▼▼▼
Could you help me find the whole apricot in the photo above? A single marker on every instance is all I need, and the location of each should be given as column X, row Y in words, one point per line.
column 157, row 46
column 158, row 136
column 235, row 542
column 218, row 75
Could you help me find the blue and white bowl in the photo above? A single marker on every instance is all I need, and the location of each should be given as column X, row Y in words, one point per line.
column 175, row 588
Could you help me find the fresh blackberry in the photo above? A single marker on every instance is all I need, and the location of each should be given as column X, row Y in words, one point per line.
▲▲▲
▼▼▼
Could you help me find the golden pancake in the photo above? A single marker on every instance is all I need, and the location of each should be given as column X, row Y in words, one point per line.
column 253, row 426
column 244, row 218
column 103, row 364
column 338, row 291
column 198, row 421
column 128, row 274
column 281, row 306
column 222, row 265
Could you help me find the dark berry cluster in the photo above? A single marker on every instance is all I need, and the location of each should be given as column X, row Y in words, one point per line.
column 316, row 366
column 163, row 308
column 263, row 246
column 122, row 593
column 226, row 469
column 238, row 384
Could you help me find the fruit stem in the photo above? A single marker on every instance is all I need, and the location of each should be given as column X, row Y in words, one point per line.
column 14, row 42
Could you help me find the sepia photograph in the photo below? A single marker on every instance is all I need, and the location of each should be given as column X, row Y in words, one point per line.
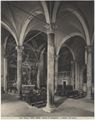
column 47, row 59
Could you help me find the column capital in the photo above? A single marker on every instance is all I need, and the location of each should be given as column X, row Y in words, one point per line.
▲▲▲
● **What needs to be done**: Look above for the line with "Could you help me find the sepia" and the line with "Could you help me find the column". Output those two and everything between them exactly, pictures excluded.

● **Solution to this exercise**:
Could you help me find the sepia photograph in the photo below? A single marker on every instance is all I need, and the location of each should be given as column X, row Y in words, one point per line.
column 47, row 59
Could you help me find the column capital in the photo above? A single marker on every instance is all I need, and the location of each should be given as column X, row Y in words, one point per line.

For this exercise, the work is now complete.